Task goal: Retype exactly the stretch of lines that begins at the line containing "Objective — indicate one point on every instance of the plush" and ends at the last line of the data, with no other lines.
_ _ _
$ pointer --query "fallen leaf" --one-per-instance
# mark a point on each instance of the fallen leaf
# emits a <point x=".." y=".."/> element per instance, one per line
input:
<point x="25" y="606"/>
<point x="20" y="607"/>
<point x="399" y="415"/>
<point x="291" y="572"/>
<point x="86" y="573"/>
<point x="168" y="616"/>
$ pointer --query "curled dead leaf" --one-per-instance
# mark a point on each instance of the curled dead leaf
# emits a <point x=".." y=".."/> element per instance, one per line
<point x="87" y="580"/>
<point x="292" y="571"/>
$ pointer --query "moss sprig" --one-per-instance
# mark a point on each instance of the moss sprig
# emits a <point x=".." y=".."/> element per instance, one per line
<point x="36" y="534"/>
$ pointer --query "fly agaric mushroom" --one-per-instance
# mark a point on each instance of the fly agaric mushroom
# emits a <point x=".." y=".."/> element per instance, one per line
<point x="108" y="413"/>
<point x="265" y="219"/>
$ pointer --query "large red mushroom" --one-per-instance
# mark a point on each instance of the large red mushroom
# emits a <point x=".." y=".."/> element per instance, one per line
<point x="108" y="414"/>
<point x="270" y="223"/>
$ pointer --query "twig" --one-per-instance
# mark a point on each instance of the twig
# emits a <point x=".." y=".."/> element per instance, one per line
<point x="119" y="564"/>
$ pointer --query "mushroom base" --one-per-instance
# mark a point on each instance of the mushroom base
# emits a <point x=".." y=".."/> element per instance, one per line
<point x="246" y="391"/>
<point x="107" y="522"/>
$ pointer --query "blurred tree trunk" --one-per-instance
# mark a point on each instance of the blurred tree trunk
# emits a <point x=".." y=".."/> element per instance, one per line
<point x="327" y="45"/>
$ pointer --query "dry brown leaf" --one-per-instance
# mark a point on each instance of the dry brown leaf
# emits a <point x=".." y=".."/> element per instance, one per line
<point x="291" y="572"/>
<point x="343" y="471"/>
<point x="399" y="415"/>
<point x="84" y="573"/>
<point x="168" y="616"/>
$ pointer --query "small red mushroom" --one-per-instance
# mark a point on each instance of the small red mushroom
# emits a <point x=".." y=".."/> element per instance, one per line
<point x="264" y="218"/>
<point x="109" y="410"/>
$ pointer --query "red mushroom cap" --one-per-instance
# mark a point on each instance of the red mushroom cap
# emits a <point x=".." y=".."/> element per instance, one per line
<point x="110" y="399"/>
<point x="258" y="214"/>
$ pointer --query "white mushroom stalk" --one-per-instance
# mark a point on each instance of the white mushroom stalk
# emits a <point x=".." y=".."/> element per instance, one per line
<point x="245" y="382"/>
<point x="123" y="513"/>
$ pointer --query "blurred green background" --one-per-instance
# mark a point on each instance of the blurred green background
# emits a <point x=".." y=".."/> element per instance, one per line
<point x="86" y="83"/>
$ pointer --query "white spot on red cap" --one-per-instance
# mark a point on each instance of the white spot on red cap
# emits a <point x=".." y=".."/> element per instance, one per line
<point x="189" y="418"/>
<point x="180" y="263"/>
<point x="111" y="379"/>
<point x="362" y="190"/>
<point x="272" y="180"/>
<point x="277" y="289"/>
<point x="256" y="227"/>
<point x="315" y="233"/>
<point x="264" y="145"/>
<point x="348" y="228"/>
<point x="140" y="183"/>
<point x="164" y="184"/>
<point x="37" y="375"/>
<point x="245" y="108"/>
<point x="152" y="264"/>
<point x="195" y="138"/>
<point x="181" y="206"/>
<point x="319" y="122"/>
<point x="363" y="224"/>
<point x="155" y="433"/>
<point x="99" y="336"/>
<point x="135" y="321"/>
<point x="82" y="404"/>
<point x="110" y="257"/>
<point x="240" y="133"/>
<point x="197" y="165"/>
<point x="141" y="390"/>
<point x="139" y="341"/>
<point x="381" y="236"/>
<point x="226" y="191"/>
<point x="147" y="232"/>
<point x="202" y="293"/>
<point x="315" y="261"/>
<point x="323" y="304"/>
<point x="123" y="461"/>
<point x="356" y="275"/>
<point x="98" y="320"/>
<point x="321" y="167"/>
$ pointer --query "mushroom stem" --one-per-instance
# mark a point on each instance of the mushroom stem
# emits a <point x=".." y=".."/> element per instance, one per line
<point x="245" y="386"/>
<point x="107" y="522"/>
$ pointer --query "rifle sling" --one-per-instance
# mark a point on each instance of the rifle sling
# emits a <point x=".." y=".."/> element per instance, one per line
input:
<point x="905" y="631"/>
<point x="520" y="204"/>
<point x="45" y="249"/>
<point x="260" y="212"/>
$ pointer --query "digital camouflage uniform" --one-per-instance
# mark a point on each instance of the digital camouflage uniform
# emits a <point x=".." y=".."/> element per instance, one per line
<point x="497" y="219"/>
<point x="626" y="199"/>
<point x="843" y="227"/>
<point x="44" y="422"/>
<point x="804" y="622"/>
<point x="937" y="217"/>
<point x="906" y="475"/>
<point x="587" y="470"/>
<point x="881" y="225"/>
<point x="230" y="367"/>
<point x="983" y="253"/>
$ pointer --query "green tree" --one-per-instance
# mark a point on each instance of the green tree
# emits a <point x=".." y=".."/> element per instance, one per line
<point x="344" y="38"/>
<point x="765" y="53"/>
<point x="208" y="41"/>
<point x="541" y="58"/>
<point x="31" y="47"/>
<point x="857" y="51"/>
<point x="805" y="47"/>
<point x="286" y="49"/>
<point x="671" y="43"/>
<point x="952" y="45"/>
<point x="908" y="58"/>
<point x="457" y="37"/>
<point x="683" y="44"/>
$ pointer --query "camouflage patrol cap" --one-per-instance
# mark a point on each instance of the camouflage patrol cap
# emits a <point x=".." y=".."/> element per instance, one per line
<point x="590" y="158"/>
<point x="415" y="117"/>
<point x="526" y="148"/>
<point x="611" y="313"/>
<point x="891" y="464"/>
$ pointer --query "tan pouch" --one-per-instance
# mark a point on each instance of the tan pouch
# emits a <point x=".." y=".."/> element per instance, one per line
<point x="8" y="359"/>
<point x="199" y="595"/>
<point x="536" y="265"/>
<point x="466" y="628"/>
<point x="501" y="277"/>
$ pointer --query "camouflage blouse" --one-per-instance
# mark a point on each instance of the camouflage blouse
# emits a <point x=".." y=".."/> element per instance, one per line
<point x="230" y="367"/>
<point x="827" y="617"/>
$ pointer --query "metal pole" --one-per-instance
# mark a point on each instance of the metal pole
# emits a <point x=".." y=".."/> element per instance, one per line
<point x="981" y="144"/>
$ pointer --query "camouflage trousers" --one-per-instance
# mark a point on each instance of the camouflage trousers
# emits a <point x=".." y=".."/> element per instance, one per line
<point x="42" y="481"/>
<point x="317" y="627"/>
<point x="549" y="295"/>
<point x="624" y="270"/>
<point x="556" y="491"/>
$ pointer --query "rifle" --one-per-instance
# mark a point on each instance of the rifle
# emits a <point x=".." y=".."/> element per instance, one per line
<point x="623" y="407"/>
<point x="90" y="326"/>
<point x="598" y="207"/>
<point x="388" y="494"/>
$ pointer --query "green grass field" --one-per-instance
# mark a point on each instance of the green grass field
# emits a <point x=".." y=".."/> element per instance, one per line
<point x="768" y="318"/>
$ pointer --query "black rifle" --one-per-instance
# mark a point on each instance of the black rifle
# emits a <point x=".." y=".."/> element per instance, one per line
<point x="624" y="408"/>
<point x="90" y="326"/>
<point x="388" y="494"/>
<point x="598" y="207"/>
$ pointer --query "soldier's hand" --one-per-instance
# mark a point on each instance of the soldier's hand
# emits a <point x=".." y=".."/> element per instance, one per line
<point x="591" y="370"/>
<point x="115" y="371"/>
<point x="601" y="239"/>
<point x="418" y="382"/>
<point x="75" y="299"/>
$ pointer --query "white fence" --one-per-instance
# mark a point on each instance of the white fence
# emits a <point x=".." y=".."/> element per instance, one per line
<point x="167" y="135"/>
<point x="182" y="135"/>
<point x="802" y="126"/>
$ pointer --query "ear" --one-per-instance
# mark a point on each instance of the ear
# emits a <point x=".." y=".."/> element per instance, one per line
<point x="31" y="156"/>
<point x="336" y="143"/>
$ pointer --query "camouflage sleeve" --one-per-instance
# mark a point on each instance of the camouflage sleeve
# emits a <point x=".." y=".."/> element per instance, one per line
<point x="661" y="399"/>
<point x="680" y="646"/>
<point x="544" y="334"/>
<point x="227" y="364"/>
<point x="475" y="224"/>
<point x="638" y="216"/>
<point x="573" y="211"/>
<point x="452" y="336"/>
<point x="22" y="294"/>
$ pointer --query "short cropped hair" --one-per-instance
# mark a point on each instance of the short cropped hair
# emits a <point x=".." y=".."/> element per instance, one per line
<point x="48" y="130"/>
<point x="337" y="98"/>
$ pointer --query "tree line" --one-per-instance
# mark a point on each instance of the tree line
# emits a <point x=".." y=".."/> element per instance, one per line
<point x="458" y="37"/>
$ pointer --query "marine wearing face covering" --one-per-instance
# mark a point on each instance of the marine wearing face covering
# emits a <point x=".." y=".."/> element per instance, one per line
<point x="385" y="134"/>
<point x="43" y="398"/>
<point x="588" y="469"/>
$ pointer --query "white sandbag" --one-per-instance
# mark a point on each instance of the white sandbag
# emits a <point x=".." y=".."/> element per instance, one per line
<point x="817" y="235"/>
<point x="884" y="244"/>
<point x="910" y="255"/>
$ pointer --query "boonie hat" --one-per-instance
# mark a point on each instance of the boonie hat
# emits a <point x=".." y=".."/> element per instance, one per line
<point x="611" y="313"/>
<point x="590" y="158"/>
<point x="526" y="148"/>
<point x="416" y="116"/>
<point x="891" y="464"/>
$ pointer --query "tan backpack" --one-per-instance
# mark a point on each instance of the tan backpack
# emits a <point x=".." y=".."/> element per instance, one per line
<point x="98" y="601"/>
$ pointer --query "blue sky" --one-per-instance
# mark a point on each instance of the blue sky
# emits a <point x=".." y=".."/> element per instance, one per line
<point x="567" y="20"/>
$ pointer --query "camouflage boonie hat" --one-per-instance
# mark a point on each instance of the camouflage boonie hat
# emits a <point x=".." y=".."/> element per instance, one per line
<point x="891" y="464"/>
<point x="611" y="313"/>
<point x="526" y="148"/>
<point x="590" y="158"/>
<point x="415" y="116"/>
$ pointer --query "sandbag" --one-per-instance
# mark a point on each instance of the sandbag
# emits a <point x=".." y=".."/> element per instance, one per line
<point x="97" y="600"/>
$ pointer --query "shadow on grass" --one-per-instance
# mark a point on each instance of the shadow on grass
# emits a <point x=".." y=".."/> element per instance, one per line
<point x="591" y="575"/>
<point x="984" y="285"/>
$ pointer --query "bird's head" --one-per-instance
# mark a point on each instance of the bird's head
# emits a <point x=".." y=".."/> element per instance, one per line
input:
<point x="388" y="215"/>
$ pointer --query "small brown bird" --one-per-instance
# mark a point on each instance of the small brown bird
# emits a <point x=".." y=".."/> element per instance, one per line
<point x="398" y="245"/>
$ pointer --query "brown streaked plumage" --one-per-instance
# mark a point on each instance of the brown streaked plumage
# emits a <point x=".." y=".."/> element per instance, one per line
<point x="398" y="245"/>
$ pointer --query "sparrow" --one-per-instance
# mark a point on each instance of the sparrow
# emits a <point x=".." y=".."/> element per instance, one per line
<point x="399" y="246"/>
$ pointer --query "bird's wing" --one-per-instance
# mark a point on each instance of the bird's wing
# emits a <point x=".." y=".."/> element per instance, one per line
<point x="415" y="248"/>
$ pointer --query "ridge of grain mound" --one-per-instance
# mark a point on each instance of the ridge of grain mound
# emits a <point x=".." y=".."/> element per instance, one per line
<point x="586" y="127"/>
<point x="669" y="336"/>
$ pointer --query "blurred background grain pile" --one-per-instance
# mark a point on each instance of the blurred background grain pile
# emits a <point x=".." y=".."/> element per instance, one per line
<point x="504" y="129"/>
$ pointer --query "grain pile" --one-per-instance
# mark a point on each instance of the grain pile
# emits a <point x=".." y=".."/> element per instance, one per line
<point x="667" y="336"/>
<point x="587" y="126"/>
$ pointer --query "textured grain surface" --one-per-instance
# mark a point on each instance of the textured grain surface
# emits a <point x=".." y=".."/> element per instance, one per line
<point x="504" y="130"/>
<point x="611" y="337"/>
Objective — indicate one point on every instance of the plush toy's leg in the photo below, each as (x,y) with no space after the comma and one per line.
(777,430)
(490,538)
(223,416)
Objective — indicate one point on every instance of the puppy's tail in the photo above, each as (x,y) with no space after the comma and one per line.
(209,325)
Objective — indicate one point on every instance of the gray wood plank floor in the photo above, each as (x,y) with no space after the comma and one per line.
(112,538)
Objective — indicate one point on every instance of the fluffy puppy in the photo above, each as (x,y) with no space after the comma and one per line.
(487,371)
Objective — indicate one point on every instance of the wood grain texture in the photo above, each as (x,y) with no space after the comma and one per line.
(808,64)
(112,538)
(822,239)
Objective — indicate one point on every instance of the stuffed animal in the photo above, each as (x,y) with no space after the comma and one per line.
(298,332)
_ _ _
The output:
Objective — indicate one point on every instance of the plush toy's leg in the photo below, each as (x,y) with no space after the comma and one per line.
(777,430)
(490,538)
(223,416)
Objective — indicate one point on every instance of the puppy's tail in the photo above, each as (x,y) with no space after the comma and one per line.
(209,325)
Objective — indicate one point on every instance of the gray wood plank floor in the photo above, each as (x,y) with no space after the comma and one per line.
(112,538)
Objective — indicate one point on every instance of the fluffy puppy in the photo above, each as (x,y) with no space after the comma and one per line.
(487,371)
Objective — indicate one point on every instance of the wood grain texture in the photo above, each as (x,y) with no space after the comma and one per line.
(808,64)
(112,538)
(822,239)
Objective — indicate one point on every instance of the stuffed animal in the photo above, each as (x,y) with no space after the comma and one per line.
(298,332)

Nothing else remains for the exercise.